** Exercise prompt **
Pull out every line of the material that contains the word "mast" and copy each one unchanged.

** Records to process **
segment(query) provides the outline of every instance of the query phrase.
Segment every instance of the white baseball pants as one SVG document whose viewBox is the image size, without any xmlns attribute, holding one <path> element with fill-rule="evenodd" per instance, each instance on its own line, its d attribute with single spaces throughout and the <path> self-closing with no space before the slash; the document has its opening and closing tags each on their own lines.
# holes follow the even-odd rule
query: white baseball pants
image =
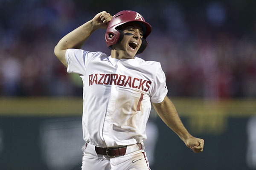
<svg viewBox="0 0 256 170">
<path fill-rule="evenodd" d="M 98 155 L 88 144 L 83 156 L 82 170 L 150 170 L 146 153 L 137 144 L 127 146 L 125 155 L 114 157 Z"/>
</svg>

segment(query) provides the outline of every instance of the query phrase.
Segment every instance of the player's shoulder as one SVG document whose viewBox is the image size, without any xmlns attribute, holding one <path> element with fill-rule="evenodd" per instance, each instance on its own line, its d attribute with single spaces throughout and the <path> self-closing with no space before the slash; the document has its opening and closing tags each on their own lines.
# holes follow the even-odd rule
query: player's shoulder
<svg viewBox="0 0 256 170">
<path fill-rule="evenodd" d="M 152 66 L 154 68 L 161 67 L 161 63 L 155 61 L 145 61 L 144 60 L 138 57 L 136 57 L 140 65 L 141 66 L 145 66 L 146 67 Z"/>
</svg>

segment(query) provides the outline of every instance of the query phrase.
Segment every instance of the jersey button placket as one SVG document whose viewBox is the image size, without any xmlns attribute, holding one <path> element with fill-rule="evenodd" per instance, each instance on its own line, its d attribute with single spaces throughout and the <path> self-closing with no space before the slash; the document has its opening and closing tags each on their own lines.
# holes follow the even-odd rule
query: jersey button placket
<svg viewBox="0 0 256 170">
<path fill-rule="evenodd" d="M 118 66 L 117 64 L 115 66 L 115 68 L 113 69 L 113 74 L 117 74 L 117 70 Z M 108 147 L 112 146 L 114 141 L 113 141 L 113 137 L 110 136 L 113 135 L 111 133 L 111 132 L 113 129 L 112 117 L 113 114 L 115 110 L 115 105 L 116 99 L 117 97 L 117 87 L 114 85 L 113 82 L 111 85 L 111 91 L 110 95 L 107 108 L 107 112 L 105 116 L 105 120 L 103 127 L 103 138 L 105 141 L 106 144 Z"/>
</svg>

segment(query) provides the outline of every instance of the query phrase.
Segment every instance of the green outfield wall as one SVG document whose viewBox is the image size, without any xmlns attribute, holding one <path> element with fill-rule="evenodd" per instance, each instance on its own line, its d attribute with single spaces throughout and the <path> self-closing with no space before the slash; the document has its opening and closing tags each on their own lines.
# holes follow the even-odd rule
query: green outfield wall
<svg viewBox="0 0 256 170">
<path fill-rule="evenodd" d="M 194 153 L 152 109 L 145 142 L 151 169 L 255 170 L 256 100 L 172 99 L 205 139 Z M 0 98 L 0 170 L 81 169 L 81 98 Z"/>
</svg>

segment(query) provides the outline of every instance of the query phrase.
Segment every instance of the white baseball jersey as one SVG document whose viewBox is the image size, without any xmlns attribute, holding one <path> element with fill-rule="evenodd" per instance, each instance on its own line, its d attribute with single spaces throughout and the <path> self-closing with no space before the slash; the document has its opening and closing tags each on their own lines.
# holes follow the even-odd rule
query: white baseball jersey
<svg viewBox="0 0 256 170">
<path fill-rule="evenodd" d="M 143 142 L 150 101 L 161 102 L 167 93 L 160 63 L 75 49 L 66 60 L 67 72 L 83 80 L 84 140 L 102 147 Z"/>
</svg>

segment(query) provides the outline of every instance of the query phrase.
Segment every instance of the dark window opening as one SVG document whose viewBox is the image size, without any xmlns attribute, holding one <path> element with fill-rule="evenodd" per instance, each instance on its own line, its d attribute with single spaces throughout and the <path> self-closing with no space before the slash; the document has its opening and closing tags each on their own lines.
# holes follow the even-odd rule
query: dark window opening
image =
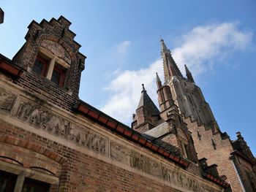
<svg viewBox="0 0 256 192">
<path fill-rule="evenodd" d="M 22 192 L 47 192 L 49 191 L 50 184 L 26 178 Z"/>
<path fill-rule="evenodd" d="M 0 191 L 13 191 L 15 186 L 17 175 L 0 171 Z"/>
<path fill-rule="evenodd" d="M 41 57 L 37 57 L 36 61 L 34 62 L 33 71 L 38 74 L 45 77 L 48 66 L 48 61 Z"/>
<path fill-rule="evenodd" d="M 63 87 L 65 81 L 65 69 L 56 64 L 50 80 L 59 86 Z"/>
</svg>

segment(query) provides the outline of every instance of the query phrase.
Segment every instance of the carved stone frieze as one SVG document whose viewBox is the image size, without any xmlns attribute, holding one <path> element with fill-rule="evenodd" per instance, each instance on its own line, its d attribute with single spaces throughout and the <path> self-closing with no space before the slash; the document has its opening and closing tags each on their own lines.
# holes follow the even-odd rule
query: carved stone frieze
<svg viewBox="0 0 256 192">
<path fill-rule="evenodd" d="M 14 116 L 24 123 L 44 130 L 76 145 L 104 155 L 108 154 L 108 138 L 81 127 L 44 107 L 21 101 Z"/>
<path fill-rule="evenodd" d="M 110 158 L 121 163 L 129 165 L 130 150 L 127 147 L 114 142 L 110 142 Z"/>
<path fill-rule="evenodd" d="M 0 88 L 0 111 L 2 112 L 10 112 L 16 97 L 15 95 L 7 92 L 3 88 Z"/>
<path fill-rule="evenodd" d="M 110 142 L 110 158 L 151 176 L 162 179 L 171 183 L 174 188 L 182 188 L 186 191 L 219 191 L 180 170 L 167 166 L 135 150 L 129 150 L 113 141 Z"/>
</svg>

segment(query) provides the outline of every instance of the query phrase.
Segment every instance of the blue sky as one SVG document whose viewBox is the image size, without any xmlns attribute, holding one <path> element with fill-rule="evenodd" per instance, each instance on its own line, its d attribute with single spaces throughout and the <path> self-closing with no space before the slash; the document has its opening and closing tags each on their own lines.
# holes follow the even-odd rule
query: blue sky
<svg viewBox="0 0 256 192">
<path fill-rule="evenodd" d="M 191 69 L 222 131 L 234 139 L 240 131 L 256 154 L 255 1 L 17 0 L 0 7 L 0 53 L 10 58 L 32 20 L 69 20 L 88 57 L 80 99 L 127 125 L 142 83 L 157 101 L 162 37 L 181 72 L 185 64 Z"/>
</svg>

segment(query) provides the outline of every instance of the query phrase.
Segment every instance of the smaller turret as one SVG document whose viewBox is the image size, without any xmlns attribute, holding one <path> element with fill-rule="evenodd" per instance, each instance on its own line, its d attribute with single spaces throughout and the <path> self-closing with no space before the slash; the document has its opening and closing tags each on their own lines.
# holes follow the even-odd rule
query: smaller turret
<svg viewBox="0 0 256 192">
<path fill-rule="evenodd" d="M 158 124 L 159 112 L 159 110 L 148 95 L 144 84 L 142 84 L 141 96 L 136 114 L 133 115 L 132 128 L 140 133 L 150 130 Z"/>
</svg>

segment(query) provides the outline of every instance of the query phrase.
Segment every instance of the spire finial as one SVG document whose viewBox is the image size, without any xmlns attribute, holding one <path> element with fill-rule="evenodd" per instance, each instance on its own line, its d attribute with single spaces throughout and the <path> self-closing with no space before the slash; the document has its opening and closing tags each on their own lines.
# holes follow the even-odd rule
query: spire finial
<svg viewBox="0 0 256 192">
<path fill-rule="evenodd" d="M 141 91 L 141 93 L 143 93 L 143 92 L 146 93 L 147 91 L 146 91 L 146 89 L 145 89 L 144 84 L 142 84 L 141 85 L 142 85 L 142 91 Z"/>
<path fill-rule="evenodd" d="M 185 65 L 185 70 L 187 79 L 192 82 L 195 82 L 193 76 L 192 75 L 192 73 L 189 72 L 189 68 L 187 68 L 187 65 Z"/>
<path fill-rule="evenodd" d="M 158 76 L 157 72 L 156 72 L 156 76 L 157 76 L 157 88 L 159 89 L 162 87 L 162 82 L 160 80 L 159 77 Z"/>
</svg>

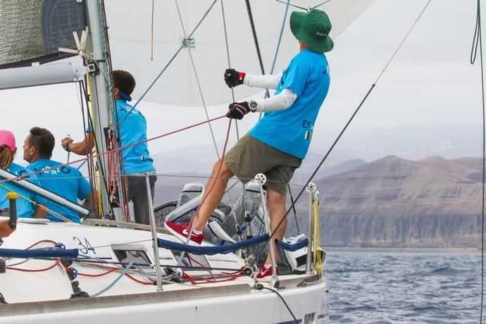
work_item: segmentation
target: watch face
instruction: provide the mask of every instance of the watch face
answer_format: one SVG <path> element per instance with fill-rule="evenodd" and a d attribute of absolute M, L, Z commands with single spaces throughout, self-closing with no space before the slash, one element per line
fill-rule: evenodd
<path fill-rule="evenodd" d="M 256 103 L 256 101 L 254 101 L 253 100 L 251 100 L 251 101 L 250 101 L 249 106 L 250 106 L 250 108 L 251 110 L 254 111 L 256 109 L 256 106 L 258 106 L 258 104 Z"/>

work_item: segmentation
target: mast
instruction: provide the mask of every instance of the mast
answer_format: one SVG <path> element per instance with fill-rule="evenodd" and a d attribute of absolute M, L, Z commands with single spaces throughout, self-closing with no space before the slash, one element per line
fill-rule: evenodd
<path fill-rule="evenodd" d="M 88 48 L 96 67 L 94 73 L 88 75 L 88 85 L 92 104 L 93 130 L 96 138 L 96 151 L 106 152 L 108 147 L 108 134 L 113 125 L 113 107 L 115 105 L 113 96 L 111 80 L 111 66 L 108 58 L 107 43 L 106 22 L 103 14 L 103 5 L 101 0 L 87 0 L 87 15 L 90 32 L 88 35 Z M 113 148 L 112 148 L 113 149 Z M 110 195 L 107 187 L 107 156 L 104 155 L 97 159 L 96 166 L 101 174 L 101 197 L 102 213 L 116 220 L 123 220 L 123 215 L 114 211 L 111 206 Z M 119 190 L 118 192 L 120 192 Z M 120 194 L 120 205 L 123 206 L 123 194 Z"/>

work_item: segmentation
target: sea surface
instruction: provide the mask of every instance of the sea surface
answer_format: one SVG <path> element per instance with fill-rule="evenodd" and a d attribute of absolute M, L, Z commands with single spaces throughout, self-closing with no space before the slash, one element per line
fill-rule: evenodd
<path fill-rule="evenodd" d="M 331 323 L 480 323 L 480 252 L 330 251 L 325 271 Z"/>

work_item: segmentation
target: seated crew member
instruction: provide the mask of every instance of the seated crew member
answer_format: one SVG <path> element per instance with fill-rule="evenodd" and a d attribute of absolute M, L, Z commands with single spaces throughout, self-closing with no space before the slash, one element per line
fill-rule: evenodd
<path fill-rule="evenodd" d="M 113 72 L 113 94 L 116 99 L 117 111 L 113 113 L 116 125 L 120 128 L 120 139 L 122 147 L 147 140 L 147 120 L 142 113 L 127 101 L 135 88 L 135 80 L 127 71 L 116 70 Z M 79 155 L 86 155 L 94 147 L 94 135 L 92 128 L 87 130 L 84 141 L 74 143 L 70 137 L 65 137 L 61 145 L 68 151 Z M 149 224 L 149 204 L 146 173 L 149 174 L 150 194 L 154 201 L 154 189 L 157 176 L 154 167 L 154 159 L 150 157 L 147 142 L 122 149 L 125 175 L 127 176 L 128 201 L 133 202 L 135 223 Z"/>
<path fill-rule="evenodd" d="M 14 163 L 13 157 L 17 152 L 15 139 L 8 130 L 0 130 L 0 168 L 15 175 L 25 175 L 32 171 Z M 23 178 L 40 186 L 37 176 L 30 175 Z M 3 180 L 0 177 L 0 180 Z M 10 202 L 6 195 L 8 192 L 16 192 L 20 197 L 17 199 L 17 216 L 18 217 L 45 218 L 46 199 L 30 190 L 15 184 L 14 181 L 0 182 L 0 209 L 8 209 Z M 44 206 L 44 208 L 42 208 Z"/>
<path fill-rule="evenodd" d="M 8 237 L 14 230 L 10 227 L 8 220 L 0 220 L 0 239 Z"/>
<path fill-rule="evenodd" d="M 221 201 L 228 180 L 236 175 L 246 182 L 257 173 L 266 175 L 270 230 L 282 239 L 285 232 L 285 199 L 287 184 L 305 158 L 312 137 L 313 125 L 329 89 L 330 75 L 324 52 L 334 43 L 328 36 L 331 23 L 320 10 L 293 12 L 290 30 L 299 41 L 299 52 L 283 73 L 277 75 L 251 75 L 233 69 L 225 72 L 230 87 L 240 85 L 276 89 L 274 96 L 258 101 L 251 100 L 229 105 L 226 116 L 242 119 L 249 112 L 264 112 L 263 117 L 215 164 L 189 244 L 199 244 L 213 211 Z M 279 226 L 278 228 L 278 226 Z M 189 236 L 190 224 L 166 222 L 166 228 L 182 240 Z M 278 251 L 272 242 L 275 255 Z M 278 268 L 276 268 L 278 275 Z M 272 275 L 268 255 L 257 279 Z"/>
<path fill-rule="evenodd" d="M 30 129 L 30 132 L 24 142 L 24 160 L 30 163 L 27 168 L 32 171 L 46 170 L 37 173 L 41 186 L 74 203 L 77 203 L 77 199 L 84 200 L 84 206 L 91 209 L 92 197 L 89 182 L 77 168 L 70 166 L 57 167 L 63 163 L 51 160 L 56 144 L 52 133 L 38 127 Z M 80 223 L 80 216 L 74 211 L 50 200 L 47 201 L 47 207 L 73 222 Z M 50 212 L 47 218 L 61 221 Z"/>

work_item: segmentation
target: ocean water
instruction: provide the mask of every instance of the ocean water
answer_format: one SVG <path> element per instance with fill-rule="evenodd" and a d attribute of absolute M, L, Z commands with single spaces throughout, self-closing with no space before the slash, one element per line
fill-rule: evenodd
<path fill-rule="evenodd" d="M 325 273 L 332 323 L 480 322 L 479 252 L 332 251 Z"/>

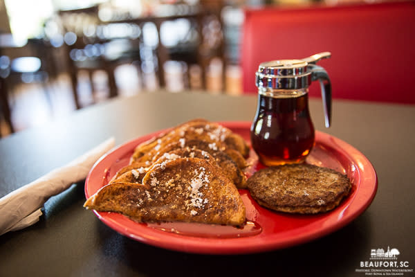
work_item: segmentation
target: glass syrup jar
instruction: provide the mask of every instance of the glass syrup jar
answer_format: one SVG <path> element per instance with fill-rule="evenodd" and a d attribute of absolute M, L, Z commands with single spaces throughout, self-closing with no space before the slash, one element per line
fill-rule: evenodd
<path fill-rule="evenodd" d="M 300 163 L 315 143 L 308 111 L 308 87 L 320 82 L 326 127 L 330 126 L 331 85 L 326 71 L 315 63 L 329 52 L 301 60 L 261 63 L 256 73 L 257 112 L 250 129 L 252 148 L 265 166 Z"/>

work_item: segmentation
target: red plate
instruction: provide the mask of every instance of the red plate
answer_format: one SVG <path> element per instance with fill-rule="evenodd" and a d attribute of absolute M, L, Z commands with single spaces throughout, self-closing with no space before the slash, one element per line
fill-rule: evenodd
<path fill-rule="evenodd" d="M 221 124 L 249 141 L 250 123 Z M 137 145 L 156 134 L 123 144 L 97 161 L 85 182 L 86 198 L 107 184 L 117 170 L 128 164 Z M 178 222 L 147 224 L 135 222 L 116 213 L 94 213 L 109 227 L 133 240 L 190 253 L 255 253 L 288 247 L 320 238 L 347 225 L 369 206 L 376 193 L 378 179 L 369 160 L 353 147 L 320 132 L 316 132 L 315 138 L 315 146 L 307 162 L 347 174 L 352 183 L 351 195 L 331 212 L 313 215 L 273 212 L 259 206 L 246 190 L 240 190 L 248 220 L 243 229 Z M 251 155 L 254 155 L 253 151 Z"/>

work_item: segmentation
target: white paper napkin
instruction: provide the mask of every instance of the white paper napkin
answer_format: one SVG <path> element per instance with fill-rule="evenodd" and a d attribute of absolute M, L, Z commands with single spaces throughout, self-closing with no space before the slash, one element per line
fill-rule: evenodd
<path fill-rule="evenodd" d="M 0 199 L 0 235 L 37 222 L 46 200 L 86 178 L 95 162 L 114 145 L 114 138 L 110 138 L 66 166 Z"/>

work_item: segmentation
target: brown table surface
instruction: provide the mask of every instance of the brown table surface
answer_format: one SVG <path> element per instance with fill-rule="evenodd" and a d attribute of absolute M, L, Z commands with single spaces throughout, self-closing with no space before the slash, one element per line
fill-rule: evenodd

** Solution to this task **
target: mast
instruction: provide the mask of every instance of the mast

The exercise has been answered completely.